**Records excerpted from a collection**
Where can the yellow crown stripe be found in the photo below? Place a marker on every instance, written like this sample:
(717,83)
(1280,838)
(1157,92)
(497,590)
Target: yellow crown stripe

**REQUIREMENTS**
Could you extract every line from the rows above and reproduce each one verbatim, leaving nothing out?

**THE RESULT**
Where can the yellow crown stripe be found in the photo below? Place a marker on every instance, written like this sample:
(717,83)
(1280,838)
(1157,92)
(497,590)
Target: yellow crown stripe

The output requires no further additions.